* _WHAT THE TASK ASKS_: Find every line in the entries below that contains the word "clicks", matching case exactly, and copy each of those lines in full.

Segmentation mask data
_ _ _ _ _

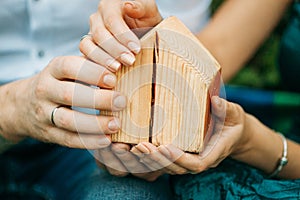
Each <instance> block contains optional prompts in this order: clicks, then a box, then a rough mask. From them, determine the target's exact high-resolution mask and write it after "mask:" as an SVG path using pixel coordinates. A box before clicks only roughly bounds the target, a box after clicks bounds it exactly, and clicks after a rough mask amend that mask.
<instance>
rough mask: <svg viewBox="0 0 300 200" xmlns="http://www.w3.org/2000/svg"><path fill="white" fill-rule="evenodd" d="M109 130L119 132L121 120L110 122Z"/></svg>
mask: <svg viewBox="0 0 300 200" xmlns="http://www.w3.org/2000/svg"><path fill="white" fill-rule="evenodd" d="M108 128H109V130H111V131H117V130H119V129H120V120H119V119H117V118H115V119H113V120H111V121H110V122H108Z"/></svg>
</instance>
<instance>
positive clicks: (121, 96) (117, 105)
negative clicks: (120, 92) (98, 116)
mask: <svg viewBox="0 0 300 200" xmlns="http://www.w3.org/2000/svg"><path fill="white" fill-rule="evenodd" d="M113 103H114V106H115V107H116V108H125V107H126V105H127V100H126V97H125V96H122V95H120V96H117V97H116V98H115V99H114V102H113Z"/></svg>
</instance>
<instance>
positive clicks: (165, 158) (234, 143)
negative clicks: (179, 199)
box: [132, 97, 249, 174]
mask: <svg viewBox="0 0 300 200" xmlns="http://www.w3.org/2000/svg"><path fill="white" fill-rule="evenodd" d="M212 114H213V116H215V120H216V125H215V129H214V134H213V135H212V137H211V138H210V140H209V142H208V144H206V146H205V148H204V150H203V152H201V153H200V154H191V153H186V152H183V151H182V150H180V149H178V148H176V147H175V146H173V145H161V146H159V147H155V146H154V145H152V144H150V143H140V144H139V145H137V146H135V147H133V150H132V152H137V151H139V152H140V153H139V154H136V155H138V156H139V155H142V156H140V158H141V160H143V161H144V162H146V163H147V164H148V165H151V166H152V167H153V168H154V170H162V169H163V170H164V171H165V172H167V173H169V174H184V173H200V172H202V171H205V170H207V169H209V168H213V167H216V166H217V165H218V164H219V163H220V162H221V161H222V160H224V159H225V158H226V157H228V156H231V155H236V154H239V153H242V152H243V151H244V150H245V149H247V148H246V147H245V146H246V145H247V141H248V138H249V136H248V135H247V134H244V133H245V132H244V128H245V119H244V118H245V113H244V111H243V109H242V108H241V107H240V106H239V105H237V104H234V103H229V102H227V101H225V100H224V99H220V98H219V97H213V98H212ZM224 120H225V121H224ZM223 122H224V123H223Z"/></svg>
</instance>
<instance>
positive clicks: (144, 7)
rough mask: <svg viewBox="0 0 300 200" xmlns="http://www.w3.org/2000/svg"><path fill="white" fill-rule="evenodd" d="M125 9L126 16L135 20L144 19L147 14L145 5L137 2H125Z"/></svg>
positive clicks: (124, 8)
mask: <svg viewBox="0 0 300 200" xmlns="http://www.w3.org/2000/svg"><path fill="white" fill-rule="evenodd" d="M123 8H124V14H126V15H127V16H128V17H131V18H134V19H140V18H143V17H144V16H145V13H146V10H145V9H146V8H145V5H143V4H142V3H141V2H137V1H125V2H124V5H123Z"/></svg>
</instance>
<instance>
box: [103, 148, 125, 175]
mask: <svg viewBox="0 0 300 200" xmlns="http://www.w3.org/2000/svg"><path fill="white" fill-rule="evenodd" d="M98 151H99V154H100V155H101V158H102V160H100V162H102V163H103V164H104V165H105V166H106V169H107V170H108V171H109V173H110V174H112V175H114V176H119V177H124V176H126V175H128V170H127V169H126V167H125V166H124V165H123V164H122V162H121V161H120V160H119V159H118V158H117V157H116V155H115V154H114V153H113V152H112V151H111V148H110V146H109V147H107V148H103V149H99V150H98Z"/></svg>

_ _ _ _ _

* _WRITTEN ANSWER_:
Each <instance> block contains optional prompts in this order: clicks, then a box, then a rough mask. From them, determine the target's exact high-resolution mask and write it after "mask:" as an SVG path using pixel coordinates. A box before clicks only roughly bounds the target, a box after clicks bounds it exactly, and clicks after a rough mask amend that mask.
positive clicks: (121, 96) (117, 105)
negative clicks: (120, 92) (98, 116)
positive clicks: (165, 158) (234, 143)
negative clicks: (179, 199)
positive clicks: (144, 7)
positive clicks: (124, 8)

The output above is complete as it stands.